======== Source data ========

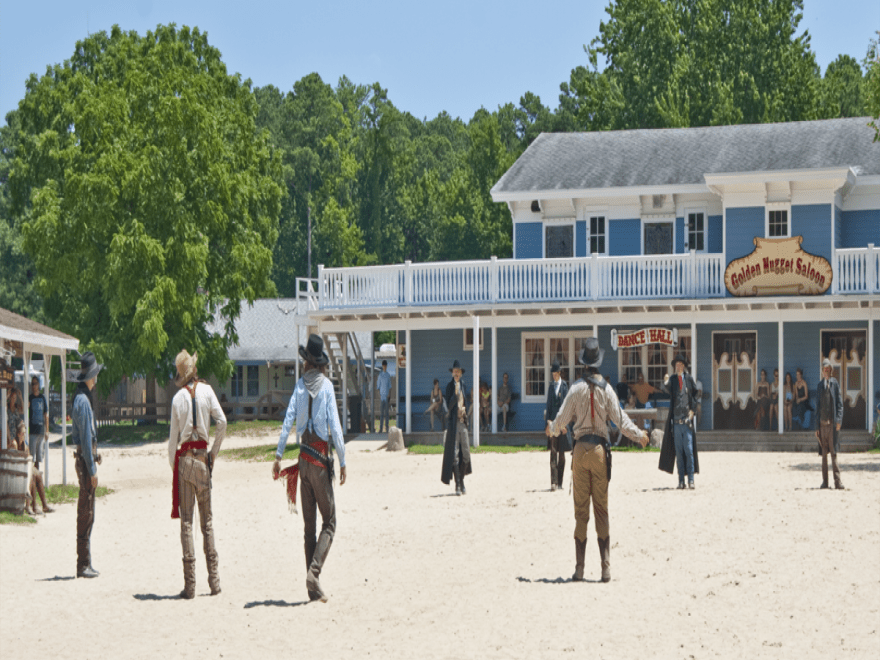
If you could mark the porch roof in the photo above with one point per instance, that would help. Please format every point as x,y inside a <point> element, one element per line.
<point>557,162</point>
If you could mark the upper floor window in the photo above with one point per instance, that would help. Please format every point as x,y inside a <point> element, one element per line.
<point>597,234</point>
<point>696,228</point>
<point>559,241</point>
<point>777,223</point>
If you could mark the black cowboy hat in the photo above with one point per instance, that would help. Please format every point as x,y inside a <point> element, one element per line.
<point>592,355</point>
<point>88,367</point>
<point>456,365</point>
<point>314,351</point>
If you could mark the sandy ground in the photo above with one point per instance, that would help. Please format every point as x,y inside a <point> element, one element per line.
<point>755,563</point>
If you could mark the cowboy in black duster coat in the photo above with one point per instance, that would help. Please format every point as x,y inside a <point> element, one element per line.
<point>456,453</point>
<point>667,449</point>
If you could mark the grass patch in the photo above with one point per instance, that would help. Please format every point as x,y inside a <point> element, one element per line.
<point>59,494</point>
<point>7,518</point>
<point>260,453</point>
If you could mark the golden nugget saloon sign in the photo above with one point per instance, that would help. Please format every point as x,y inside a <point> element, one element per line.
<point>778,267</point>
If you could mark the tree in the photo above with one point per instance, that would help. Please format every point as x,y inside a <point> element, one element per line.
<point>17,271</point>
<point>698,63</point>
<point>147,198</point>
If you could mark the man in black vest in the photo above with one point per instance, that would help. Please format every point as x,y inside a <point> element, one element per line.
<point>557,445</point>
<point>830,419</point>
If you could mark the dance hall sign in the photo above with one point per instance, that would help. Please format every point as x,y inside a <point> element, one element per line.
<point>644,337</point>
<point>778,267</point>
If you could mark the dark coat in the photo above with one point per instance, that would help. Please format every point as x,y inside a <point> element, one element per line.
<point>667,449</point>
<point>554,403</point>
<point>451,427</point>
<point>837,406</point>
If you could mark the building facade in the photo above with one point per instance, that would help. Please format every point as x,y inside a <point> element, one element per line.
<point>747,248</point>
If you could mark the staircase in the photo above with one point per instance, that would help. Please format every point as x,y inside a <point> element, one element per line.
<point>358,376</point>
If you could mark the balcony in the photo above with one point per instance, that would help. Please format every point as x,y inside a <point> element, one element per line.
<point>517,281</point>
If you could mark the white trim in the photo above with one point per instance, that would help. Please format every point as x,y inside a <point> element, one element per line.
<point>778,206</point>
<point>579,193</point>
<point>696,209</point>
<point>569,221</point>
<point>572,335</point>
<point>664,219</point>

========
======== Source data ========

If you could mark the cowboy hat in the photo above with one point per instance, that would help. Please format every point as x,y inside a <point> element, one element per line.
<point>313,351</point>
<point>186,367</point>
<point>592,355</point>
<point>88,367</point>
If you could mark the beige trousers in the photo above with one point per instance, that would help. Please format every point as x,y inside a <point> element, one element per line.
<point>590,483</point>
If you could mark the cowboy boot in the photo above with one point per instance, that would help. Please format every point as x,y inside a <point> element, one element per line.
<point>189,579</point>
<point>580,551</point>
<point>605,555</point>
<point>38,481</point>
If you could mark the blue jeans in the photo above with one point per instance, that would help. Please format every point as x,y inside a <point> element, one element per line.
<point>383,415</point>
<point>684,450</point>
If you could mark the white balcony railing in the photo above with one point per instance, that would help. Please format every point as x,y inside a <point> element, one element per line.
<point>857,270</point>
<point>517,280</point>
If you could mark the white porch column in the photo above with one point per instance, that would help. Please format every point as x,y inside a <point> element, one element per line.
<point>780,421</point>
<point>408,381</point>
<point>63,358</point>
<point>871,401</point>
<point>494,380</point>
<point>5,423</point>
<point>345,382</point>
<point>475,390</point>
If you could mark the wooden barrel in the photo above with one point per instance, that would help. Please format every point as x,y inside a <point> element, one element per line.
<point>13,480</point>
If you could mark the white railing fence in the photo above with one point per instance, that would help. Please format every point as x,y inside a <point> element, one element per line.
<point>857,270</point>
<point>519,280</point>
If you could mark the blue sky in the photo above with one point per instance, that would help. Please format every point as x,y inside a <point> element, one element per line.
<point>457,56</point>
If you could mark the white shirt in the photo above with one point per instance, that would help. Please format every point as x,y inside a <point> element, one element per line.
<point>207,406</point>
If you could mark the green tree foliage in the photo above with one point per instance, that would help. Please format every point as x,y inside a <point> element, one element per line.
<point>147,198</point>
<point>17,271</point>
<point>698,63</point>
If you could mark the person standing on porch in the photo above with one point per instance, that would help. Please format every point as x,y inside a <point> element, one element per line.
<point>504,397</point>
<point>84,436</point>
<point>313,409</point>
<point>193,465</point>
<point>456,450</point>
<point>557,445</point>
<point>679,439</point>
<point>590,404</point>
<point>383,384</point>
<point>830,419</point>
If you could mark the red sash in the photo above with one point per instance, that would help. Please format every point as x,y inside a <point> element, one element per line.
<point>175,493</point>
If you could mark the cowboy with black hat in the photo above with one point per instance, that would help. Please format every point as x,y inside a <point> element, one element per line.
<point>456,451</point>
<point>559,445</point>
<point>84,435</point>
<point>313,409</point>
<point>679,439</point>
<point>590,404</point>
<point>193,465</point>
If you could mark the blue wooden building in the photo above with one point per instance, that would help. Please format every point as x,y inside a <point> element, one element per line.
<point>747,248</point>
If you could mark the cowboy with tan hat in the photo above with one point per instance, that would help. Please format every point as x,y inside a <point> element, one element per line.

========

> _What needs to be done_
Only the lines above from the one with "If you could mark the white shirt" through the one with "If you could mark the cowboy with tan" should be duplicated, character for character.

> _Output_
If you could mark the white shirt in the photo above with one point per instance, that would help. Please format every point as x,y inside a <point> element, one element per line.
<point>207,406</point>
If you could mark the green tree foliage in the photo above with one point per instance, that would help. Please format every point as x,y inside a <point> element, one element per line.
<point>147,198</point>
<point>17,271</point>
<point>698,63</point>
If you could mark the person standing on porch in the photo above with one point per instance, that would help. Please format every point as x,y inside a <point> element, one element per line.
<point>504,397</point>
<point>84,436</point>
<point>313,409</point>
<point>193,465</point>
<point>456,450</point>
<point>557,445</point>
<point>679,439</point>
<point>590,404</point>
<point>383,384</point>
<point>830,419</point>
If you could mark the red sash in the photo above with one point per instance, that would help. Please format every point as x,y inside a <point> element, one element per line.
<point>175,493</point>
If you could mark the cowboy with black hat in the photo above with one point per instance, that would help. Please format every point as x,y inside a <point> element, one element per line.
<point>456,451</point>
<point>559,445</point>
<point>84,435</point>
<point>313,409</point>
<point>679,439</point>
<point>590,404</point>
<point>193,465</point>
If you could mark the blue wooden building in the photo above with one point per instance, that would help. Please format every point as x,y inside a <point> element, one element per line.
<point>747,248</point>
If you could mark the cowboy with tan hat in the photo above with one point per instance, that would help. Please format every point as x,y inside a <point> element, one element per line.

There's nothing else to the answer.